**Exercise**
Decide whether each statement agrees with the film festival text below: 1. The 2012 edition ran from November 30 to December 2, 2012. 2. The 2013 edition was held at the Projection Booth theater. 3. The 2013 lineup included 7 feature films and 16 shorts. Answer yes or no for each, quoting the text's deciding words.

**Page excerpt**
"""

Blood in the Snow Canadian Film Festival (BITS) is an annual film festival in Canada. It was founded by Kelly Micheal Stewart in 2012 as an offshoot of his then ongoing monthly film series entitled "Fright Nights at the Projection Booth" which were held at the former Projection Booth theater in Toronto, Ontario. With a considerable number of Canadian films all vying for a spot in the showcase, Stewart decided to put together the first edition of what would become a yearly film festival that replaced the monthly series. After a first edition entitled "Fright Nights :Blood in the Snow Canadian Film Festival weekend", Stewart shortened the name and re-imagined the construct of the festival, bringing on a programming team and sharpening its focus with the aim of promoting, spotlighting and helping to develop the independent contemporary genre filmmaking community across Canada. The festival has branched off in its efforts to become visible all year round with a public access television interview show and a podcast.

History

2012

The first year of the festival began as spinoff of the monthly film night hosted and programmed by Kelly Michael Stewart called Fright Nights at the Projection Booth. The program that year included 6 feature films and 13 shorts, including the first iteration of the festival's popular "Short Film Showcase" in the form of a "best of 2012 shorts" programming block and a midnight film on the Saturday night of the festival. Running from November 30 to December 2, 2012, titles that year included the World Premieres of Sick: Survive the Night and In The House of Flies, along with screenings of Beyond The Black Rainbow, Devil's Night, Famine and the Canadian Premiere of Blood for Irina.

2013

2013 marked the first year the festival utilized a traditional festival submission layout with the introduction of a full programming team. The 2nd edition of the festival introduced other changes including a move to the Carlton Cinemas, running November 29 to December 1, 2013. The festival fine-tuned its prime-time shorts program and promptly sold out the screening, held a preview screening event to introduce their new surroundings on October 10 featuring the World Premiere of The Basement, started an interactive media day for press and filmmakers and created a vendor village of genre-themed merchants in the lobby. The lineup included 7 feature films and 16 shorts Films that year included Evangeline, Thanatomorphose, Ghostkeepers, Blood Riders: The Devil Rides with us, Clean Break, Criminal and Discopath.

"""

**Source data**
"""

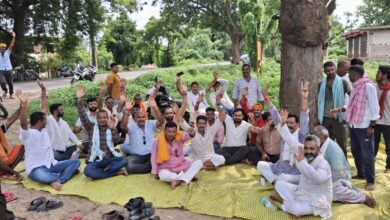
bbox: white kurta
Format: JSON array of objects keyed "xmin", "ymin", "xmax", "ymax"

"""

**Exercise answer**
1. Yes: "Running from November 30 to December 2, 2012"
2. No: "a move to the Carlton Cinemas"
3. Yes: "The lineup included 7 feature films and 16 shorts"